** begin Material to process **

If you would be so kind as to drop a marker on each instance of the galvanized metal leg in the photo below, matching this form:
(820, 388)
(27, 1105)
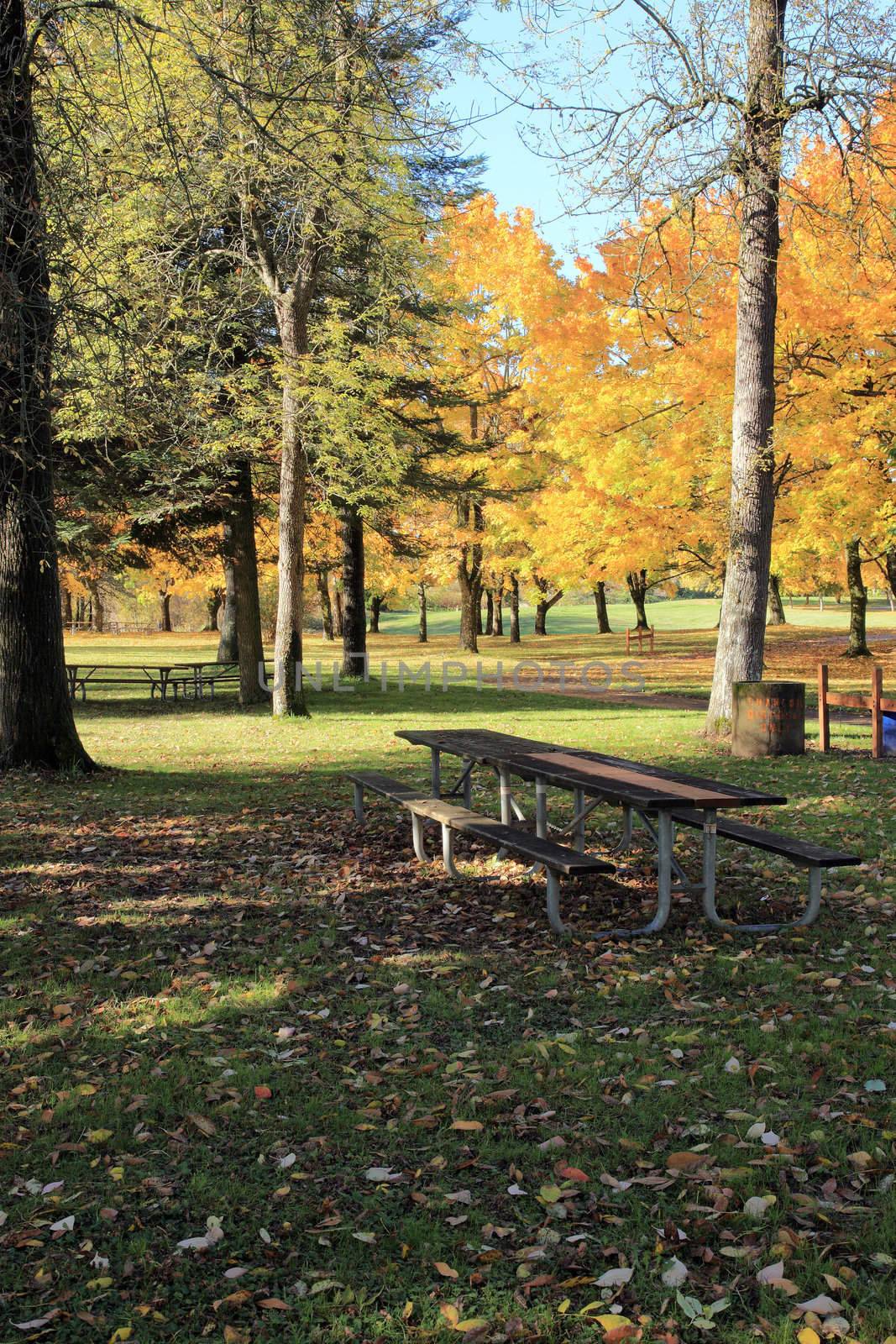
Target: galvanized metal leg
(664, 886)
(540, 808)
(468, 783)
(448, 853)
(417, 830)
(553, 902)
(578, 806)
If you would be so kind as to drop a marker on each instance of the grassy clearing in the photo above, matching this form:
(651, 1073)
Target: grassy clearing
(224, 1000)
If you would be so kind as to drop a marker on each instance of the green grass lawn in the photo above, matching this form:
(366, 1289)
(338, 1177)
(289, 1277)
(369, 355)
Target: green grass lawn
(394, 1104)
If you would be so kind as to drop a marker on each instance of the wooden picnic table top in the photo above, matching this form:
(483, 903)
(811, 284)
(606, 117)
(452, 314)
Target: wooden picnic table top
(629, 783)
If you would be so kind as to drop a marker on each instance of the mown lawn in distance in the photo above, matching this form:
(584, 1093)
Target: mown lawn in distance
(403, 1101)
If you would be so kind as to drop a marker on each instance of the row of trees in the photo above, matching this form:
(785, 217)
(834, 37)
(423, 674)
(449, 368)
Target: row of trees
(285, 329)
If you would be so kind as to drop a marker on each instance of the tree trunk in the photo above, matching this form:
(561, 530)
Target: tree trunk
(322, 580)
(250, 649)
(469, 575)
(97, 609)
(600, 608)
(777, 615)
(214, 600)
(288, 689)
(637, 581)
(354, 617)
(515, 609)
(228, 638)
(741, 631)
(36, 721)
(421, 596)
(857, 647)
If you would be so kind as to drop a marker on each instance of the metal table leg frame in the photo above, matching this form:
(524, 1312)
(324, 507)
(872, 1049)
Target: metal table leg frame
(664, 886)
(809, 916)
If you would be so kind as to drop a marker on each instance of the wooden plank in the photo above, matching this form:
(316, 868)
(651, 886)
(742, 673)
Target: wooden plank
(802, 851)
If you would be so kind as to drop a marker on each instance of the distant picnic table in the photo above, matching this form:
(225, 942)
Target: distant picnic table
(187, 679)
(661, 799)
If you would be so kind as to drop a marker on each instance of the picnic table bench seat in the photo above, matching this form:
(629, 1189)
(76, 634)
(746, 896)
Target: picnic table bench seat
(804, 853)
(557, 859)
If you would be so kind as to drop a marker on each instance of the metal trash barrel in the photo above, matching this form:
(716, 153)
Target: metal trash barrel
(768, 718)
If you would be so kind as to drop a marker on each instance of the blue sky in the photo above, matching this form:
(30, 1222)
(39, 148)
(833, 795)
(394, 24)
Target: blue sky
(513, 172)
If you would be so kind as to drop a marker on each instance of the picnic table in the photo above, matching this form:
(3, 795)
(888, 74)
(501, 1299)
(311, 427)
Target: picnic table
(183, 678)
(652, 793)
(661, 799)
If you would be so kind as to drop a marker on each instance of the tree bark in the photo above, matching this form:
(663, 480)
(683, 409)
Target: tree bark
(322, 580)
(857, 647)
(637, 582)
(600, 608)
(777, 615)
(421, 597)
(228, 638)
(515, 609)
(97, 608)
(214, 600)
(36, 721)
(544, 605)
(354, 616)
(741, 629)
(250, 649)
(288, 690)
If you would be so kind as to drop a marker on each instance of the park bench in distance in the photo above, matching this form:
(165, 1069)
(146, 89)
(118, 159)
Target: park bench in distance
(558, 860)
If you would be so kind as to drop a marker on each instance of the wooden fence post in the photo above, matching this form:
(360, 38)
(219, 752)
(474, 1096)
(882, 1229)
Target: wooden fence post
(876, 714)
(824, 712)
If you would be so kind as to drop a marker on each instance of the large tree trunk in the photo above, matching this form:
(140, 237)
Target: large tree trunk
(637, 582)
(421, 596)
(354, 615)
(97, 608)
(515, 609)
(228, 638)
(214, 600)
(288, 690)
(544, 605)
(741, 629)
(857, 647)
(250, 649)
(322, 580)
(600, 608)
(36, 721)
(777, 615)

** end Material to process **

### Set task
All of the material above needs to be restated exactly, with no pictures.

### Result for this exercise
If you would be so kind as to drop a marker on each instance of the galvanized metal leg in the photo below, matching this form:
(820, 388)
(27, 1105)
Target: galvanized metal leg
(664, 886)
(540, 808)
(468, 783)
(448, 853)
(417, 830)
(553, 902)
(578, 806)
If you would be so kind as to drop a marker on each instance of the grassy clearing in the photo above, matching this form:
(651, 1073)
Target: grassy clearing
(224, 1000)
If you would be so kind as to drop a marker on each instance of the green grass lawn in the photo above, matching this form:
(366, 1289)
(338, 1177)
(289, 1277)
(369, 355)
Target: green grass lawn
(394, 1104)
If you would be so kind as to drop a marker on each instance of the wooden picnic table top in the photo above, matching this form:
(483, 903)
(811, 284)
(606, 117)
(452, 314)
Target: wooden picnic table top
(629, 783)
If you would be so kind as to drop a marker on each instance of the mown lawn in distance in the photo above, matching this form:
(584, 1093)
Target: mown lawn in distance
(403, 1101)
If you would be so kind as to drop a marker on each instance of the row of trees in the photo above, matching this form:
(785, 217)
(834, 37)
(423, 674)
(449, 368)
Target: row of trees
(285, 329)
If you would be so kind as to drop a marker on each instance of the tree trunk in the photo above, matching this form:
(561, 530)
Target: tree trunk
(322, 580)
(250, 649)
(469, 575)
(97, 609)
(600, 608)
(777, 615)
(214, 600)
(288, 689)
(637, 581)
(354, 617)
(515, 609)
(228, 638)
(741, 631)
(36, 721)
(421, 596)
(857, 647)
If you would be so kind as to drop a marker on each instance of the metal table leg frame in the photo above, matching this form:
(524, 1312)
(324, 507)
(872, 1049)
Target: metal table leg frame
(664, 886)
(809, 916)
If you would be so kind as to drop a marker on each instance of the wooden plank in the photo above, matching this form:
(316, 868)
(651, 886)
(742, 673)
Target: wooden plank
(802, 851)
If you would be so kind as to drop a marker on each instance of the distant picnic table in the photo above, matching this form:
(225, 942)
Target: distant picnic table
(187, 679)
(661, 799)
If you would be so kind as to drop a marker on each instance of the picnic table bench seat in the photo above, matching this form:
(629, 1189)
(76, 634)
(746, 896)
Target: picnic table bench seat
(804, 853)
(557, 859)
If you would be so kind as to drop a marker on each instance of the metal trash barrel in the photo above, matching this form:
(716, 153)
Target: metal trash barrel
(768, 718)
If you would be so kind as to drop a marker on each instance of the blue sky in the photo above, matching this form:
(30, 1222)
(39, 148)
(833, 795)
(394, 24)
Target: blue sky
(513, 172)
If you would be so kind as to drop a marker on each instance of the picnic table in the photo above, matching this form:
(3, 795)
(888, 74)
(501, 1299)
(311, 427)
Target: picnic table
(183, 678)
(652, 793)
(661, 799)
If you would be so kind as to drop a marker on each instance of the tree bark in the photo above, matching this form:
(663, 480)
(683, 409)
Target: tree bark
(322, 580)
(857, 647)
(637, 582)
(600, 608)
(777, 615)
(421, 597)
(228, 638)
(515, 609)
(97, 608)
(214, 600)
(36, 721)
(544, 605)
(354, 616)
(741, 629)
(250, 649)
(288, 690)
If you would be so kind as to drop a marker on each instance of the park bench in distance in the photo above, matching this form:
(165, 1069)
(146, 89)
(118, 159)
Target: park bench in distance
(558, 860)
If you would be so kind as to drop a marker on each instance of the wooden fence post in the photo above, matching this form:
(360, 38)
(219, 752)
(474, 1096)
(882, 1229)
Target: wooden fence post
(876, 714)
(824, 712)
If you would be so kind as to drop a marker on each instance of the large tree trunk in the photo above, matching this form:
(140, 237)
Target: large tree trunk
(637, 582)
(421, 596)
(354, 615)
(97, 608)
(515, 609)
(228, 638)
(214, 600)
(288, 690)
(544, 605)
(741, 629)
(857, 647)
(250, 649)
(322, 580)
(600, 608)
(36, 721)
(777, 615)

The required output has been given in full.